Immunopathology is a branch of medicine that deals with immune responses associated with disease.  It includes the study of the pathology of an organism, organ system, or disease with respect to the immune system, immunity, and immune responses. In biology, it refers to damage caused to an organism by its own immune response, as a result of an infection. It could be due to mismatch between pathogen and host species, and often occurs when an animal pathogen infects a human (e.g. avian flu leads to a cytokine storm which contributes to the increased mortality rate).

When a foreign antigen enters the body, there is either an antigen specific or nonspecific response to it. These responses are the immune system fighting off the foreign antigens, whether they are deadly or not. Immunopathology could refer to how the foreign antigens cause the immune system to have a response or problems that can arise from an organism's own immune response on itself. There are certain problems or faults in the immune system that can lead to more serious illness or disease. These diseases can come from one of the following problems. The first would be Hypersensitivity reactions, where there would be a stronger immune response than normal. There are four different types (type one, two, three and four), all with varying types and degrees of an immune response. The problems that arise from each type vary from small allergic reactions to more serious illnesses such as tuberculosis or arthritis. The second kind of complication in the immune system is Autoimmunity, where the immune system would attack itself rather than the antigen. Inflammation is a prime example of autoimmunity, as the immune cells used are self-reactive. A few examples of autoimmune diseases are Type 1 diabetes, Addison's disease and Celiac disease. The third and final type of complication with the immune system is Immunodeficiency, where the immune system lacks the ability to fight off a certain disease. The immune system's ability to combat it is either hindered or completely absent. The two types are Primary Immunodeficiency, where the immune system is either missing a key component or does not function properly, and Secondary Immunodeficiency, where disease is obtained from an outside source, like radiation or heat, and therefore cannot function properly. Diseases that can cause immunodeficiency include HIV, AIDS and leukemia.

**Source information:**
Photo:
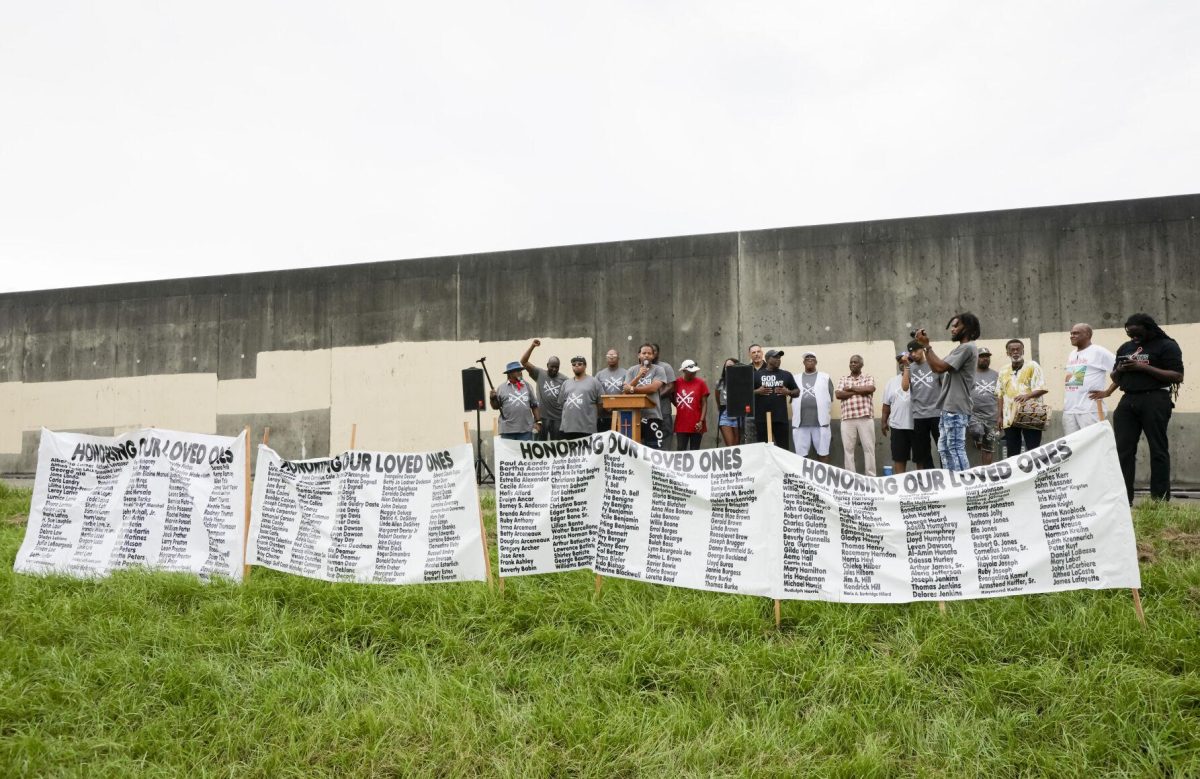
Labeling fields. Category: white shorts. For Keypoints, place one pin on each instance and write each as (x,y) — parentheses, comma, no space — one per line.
(808,437)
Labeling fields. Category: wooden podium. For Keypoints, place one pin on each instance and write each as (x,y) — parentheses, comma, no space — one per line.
(627,412)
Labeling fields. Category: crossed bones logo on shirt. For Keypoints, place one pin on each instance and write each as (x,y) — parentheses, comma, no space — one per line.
(924,379)
(520,397)
(983,387)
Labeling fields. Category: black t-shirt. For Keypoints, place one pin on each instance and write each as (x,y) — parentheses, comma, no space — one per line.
(1161,353)
(774,403)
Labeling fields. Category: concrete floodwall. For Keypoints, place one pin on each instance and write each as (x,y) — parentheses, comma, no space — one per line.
(311,352)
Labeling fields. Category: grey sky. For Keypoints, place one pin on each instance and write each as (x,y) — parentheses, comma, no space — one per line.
(151,141)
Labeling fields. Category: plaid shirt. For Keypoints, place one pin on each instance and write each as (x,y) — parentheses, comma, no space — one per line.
(857,406)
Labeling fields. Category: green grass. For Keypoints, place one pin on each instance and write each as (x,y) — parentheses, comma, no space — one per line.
(160,675)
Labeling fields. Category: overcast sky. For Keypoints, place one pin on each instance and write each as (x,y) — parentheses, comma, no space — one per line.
(166,139)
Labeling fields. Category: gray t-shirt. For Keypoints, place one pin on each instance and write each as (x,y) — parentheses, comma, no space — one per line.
(516,408)
(924,387)
(550,391)
(809,417)
(611,379)
(580,399)
(984,395)
(654,375)
(955,396)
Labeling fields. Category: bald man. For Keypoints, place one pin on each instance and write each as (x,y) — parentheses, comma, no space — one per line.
(1087,371)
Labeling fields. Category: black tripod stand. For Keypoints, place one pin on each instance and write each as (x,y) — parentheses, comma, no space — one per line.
(483,471)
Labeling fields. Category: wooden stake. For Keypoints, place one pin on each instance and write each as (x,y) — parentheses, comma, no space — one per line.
(245,537)
(1137,607)
(483,528)
(616,429)
(771,439)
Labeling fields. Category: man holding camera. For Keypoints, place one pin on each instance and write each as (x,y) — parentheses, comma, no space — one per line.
(924,388)
(1149,371)
(954,400)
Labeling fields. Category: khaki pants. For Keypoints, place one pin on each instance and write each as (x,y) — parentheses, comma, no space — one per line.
(855,431)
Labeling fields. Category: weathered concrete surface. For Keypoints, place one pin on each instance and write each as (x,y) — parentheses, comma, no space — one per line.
(706,297)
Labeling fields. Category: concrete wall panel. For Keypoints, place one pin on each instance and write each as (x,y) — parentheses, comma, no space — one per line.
(329,346)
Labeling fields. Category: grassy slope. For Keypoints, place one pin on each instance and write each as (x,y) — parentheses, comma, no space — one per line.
(159,675)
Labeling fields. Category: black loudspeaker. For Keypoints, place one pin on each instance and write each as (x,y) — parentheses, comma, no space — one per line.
(739,389)
(473,389)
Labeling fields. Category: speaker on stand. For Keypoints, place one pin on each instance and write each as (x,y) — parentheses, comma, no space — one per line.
(739,396)
(474,399)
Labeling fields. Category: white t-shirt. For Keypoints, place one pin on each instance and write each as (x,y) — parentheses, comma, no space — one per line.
(899,405)
(1086,370)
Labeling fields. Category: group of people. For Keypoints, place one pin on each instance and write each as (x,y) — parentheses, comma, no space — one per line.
(930,402)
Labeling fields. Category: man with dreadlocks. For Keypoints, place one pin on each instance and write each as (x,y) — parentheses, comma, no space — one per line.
(1149,371)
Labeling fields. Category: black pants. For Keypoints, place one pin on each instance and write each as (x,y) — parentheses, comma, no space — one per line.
(924,439)
(1145,413)
(1014,436)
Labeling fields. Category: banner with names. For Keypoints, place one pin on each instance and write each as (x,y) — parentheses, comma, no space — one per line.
(369,517)
(760,520)
(155,498)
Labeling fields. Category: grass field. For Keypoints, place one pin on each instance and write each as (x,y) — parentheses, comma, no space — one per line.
(160,675)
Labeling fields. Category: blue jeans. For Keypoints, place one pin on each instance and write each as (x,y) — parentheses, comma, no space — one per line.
(952,441)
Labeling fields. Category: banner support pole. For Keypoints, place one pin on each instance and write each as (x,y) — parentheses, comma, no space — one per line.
(483,528)
(771,439)
(245,535)
(1137,606)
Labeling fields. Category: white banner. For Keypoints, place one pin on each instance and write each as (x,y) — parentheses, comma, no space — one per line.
(154,498)
(369,516)
(759,520)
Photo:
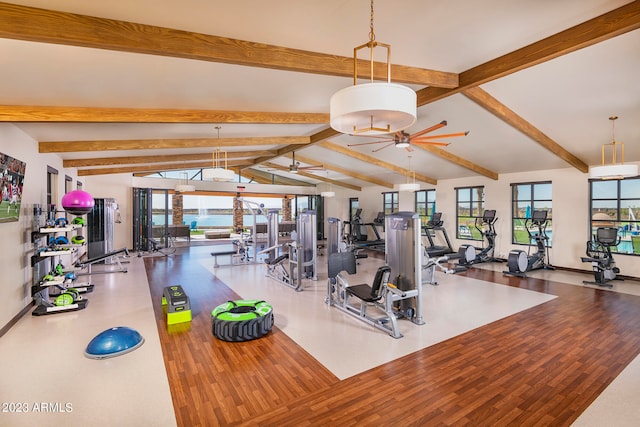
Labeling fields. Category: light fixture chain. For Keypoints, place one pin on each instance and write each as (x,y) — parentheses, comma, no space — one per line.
(372,34)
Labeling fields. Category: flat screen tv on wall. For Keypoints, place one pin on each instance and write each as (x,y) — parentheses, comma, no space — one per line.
(11,182)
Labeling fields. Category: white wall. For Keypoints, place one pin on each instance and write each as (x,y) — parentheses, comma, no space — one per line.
(570,211)
(16,247)
(570,224)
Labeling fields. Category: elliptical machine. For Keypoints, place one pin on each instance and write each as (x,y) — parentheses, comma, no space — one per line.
(519,262)
(485,226)
(599,255)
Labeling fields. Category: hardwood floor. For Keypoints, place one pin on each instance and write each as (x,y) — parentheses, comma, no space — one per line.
(542,366)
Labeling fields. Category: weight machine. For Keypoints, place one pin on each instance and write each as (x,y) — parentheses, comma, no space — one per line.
(600,257)
(396,290)
(244,249)
(519,262)
(430,265)
(299,256)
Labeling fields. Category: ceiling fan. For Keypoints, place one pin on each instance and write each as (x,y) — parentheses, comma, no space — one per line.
(404,140)
(295,167)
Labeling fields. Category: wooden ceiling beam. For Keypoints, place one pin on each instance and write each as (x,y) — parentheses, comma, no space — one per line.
(111,161)
(145,144)
(489,103)
(446,155)
(313,139)
(55,114)
(262,177)
(150,168)
(313,176)
(50,26)
(347,172)
(374,161)
(588,33)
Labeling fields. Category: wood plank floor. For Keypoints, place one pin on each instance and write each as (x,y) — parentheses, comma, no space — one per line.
(542,366)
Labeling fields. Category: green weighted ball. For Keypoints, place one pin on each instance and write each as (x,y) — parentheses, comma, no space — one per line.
(59,270)
(64,299)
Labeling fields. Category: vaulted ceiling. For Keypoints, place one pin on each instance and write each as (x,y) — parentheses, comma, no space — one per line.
(142,86)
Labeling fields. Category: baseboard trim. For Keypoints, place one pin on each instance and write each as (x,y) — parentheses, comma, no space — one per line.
(15,319)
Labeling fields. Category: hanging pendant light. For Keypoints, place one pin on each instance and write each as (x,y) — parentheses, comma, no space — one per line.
(613,170)
(184,186)
(329,192)
(372,108)
(219,172)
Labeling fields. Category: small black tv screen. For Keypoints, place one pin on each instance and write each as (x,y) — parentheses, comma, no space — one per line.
(11,182)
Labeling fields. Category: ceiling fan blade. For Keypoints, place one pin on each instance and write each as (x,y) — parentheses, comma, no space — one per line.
(369,143)
(370,136)
(434,143)
(446,135)
(382,148)
(431,129)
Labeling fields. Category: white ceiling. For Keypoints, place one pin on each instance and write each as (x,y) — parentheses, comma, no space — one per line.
(568,98)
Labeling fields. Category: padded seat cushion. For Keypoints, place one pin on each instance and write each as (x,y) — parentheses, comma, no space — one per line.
(363,292)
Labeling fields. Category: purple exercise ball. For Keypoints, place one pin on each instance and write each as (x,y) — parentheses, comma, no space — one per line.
(77,202)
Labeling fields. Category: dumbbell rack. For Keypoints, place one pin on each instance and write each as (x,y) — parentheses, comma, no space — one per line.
(42,253)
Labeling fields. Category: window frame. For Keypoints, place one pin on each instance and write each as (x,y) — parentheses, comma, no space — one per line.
(395,202)
(619,201)
(473,233)
(518,221)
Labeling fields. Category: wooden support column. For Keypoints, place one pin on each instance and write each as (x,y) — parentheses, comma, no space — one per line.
(286,208)
(238,215)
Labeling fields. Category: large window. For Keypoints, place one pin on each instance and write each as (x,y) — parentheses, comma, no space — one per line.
(68,184)
(470,205)
(526,198)
(616,203)
(390,202)
(425,204)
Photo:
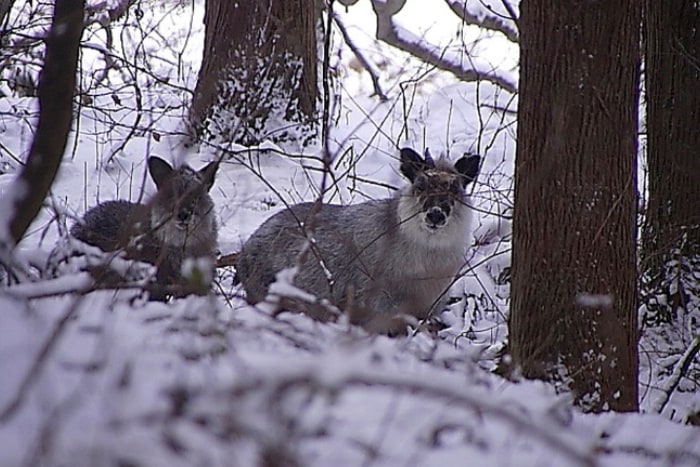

**Check your understanding:**
1 – What three autoimmune diseases does the immunopathology text name as examples?
2 – Reproduce part of the immunopathology text. Begin at the words "Immunopathology is a" and stop after "increased mortality rate).".
3 – Write what comes next in the immunopathology text, following on from its final sentence.
The material has no connection to the immunopathology text.

**Answers given:**
1 – Type 1 diabetes, Addison's disease and Celiac disease.

2 –
Immunopathology is a branch of medicine that deals with immune responses associated with disease.  It includes the study of the pathology of an organism, organ system, or disease with respect to the immune system, immunity, and immune responses. In biology, it refers to damage caused to an organism by its own immune response, as a result of an infection. It could be due to mismatch between pathogen and host species, and often occurs when an animal pathogen infects a human (e.g. avian flu leads to a cytokine storm which contributes to the increased mortality rate).

3 –
In all vertebrates, there are two different kinds of immune responses: Innate and Adaptive immunity. Innate immunity is used to fight off non-changing antigens and is therefore considered nonspecific. It is usually a more immediate response than the adaptive immune system, usually responding within minutes to hours. It is composed of physical blockades such as the skin, but also contains nonspecific immune cells such as dendritic cells, macrophages, and basophils. The second form of immunity is Adaptive immunity. This form of immunity requires recognition of the foreign antigen before a response is produced. Once the antigen is recognized, a specific response is produced in order to destroy the specific antigen. Because of this idea, adaptive immunity is considered to be specific immunity. A key part of adaptive immunity that separates it from innate is the use of memory to combat the antigen in the future. When the antigen is originally introduced, the organism does not have any receptors for the antigen so it must generate them from the first time the antigen is present. The immune system then builds a memory of that antigen, which enables it to recognize the antigen quicker in the future and be able to combat it quicker and more efficiently. The more the system is exposed to the antigen, the quicker it will build up its responsiveness.